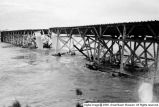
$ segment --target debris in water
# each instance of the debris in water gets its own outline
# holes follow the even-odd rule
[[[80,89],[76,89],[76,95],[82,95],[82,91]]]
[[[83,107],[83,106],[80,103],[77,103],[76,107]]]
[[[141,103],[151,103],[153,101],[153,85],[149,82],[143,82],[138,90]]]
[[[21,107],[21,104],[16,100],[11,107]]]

::::::::::

• Instruction:
Pictures in the records above should not be copied. Repeat everything else exactly.

• Complete output:
$ segment --target debris in water
# each instance of the debris in water gets its own outline
# holes follow the even-odd rule
[[[80,89],[76,89],[76,95],[82,95],[82,91]]]
[[[83,107],[83,106],[80,103],[77,103],[76,107]]]
[[[141,103],[151,103],[153,101],[153,85],[149,82],[143,82],[138,90]]]
[[[21,107],[21,104],[16,100],[11,107]]]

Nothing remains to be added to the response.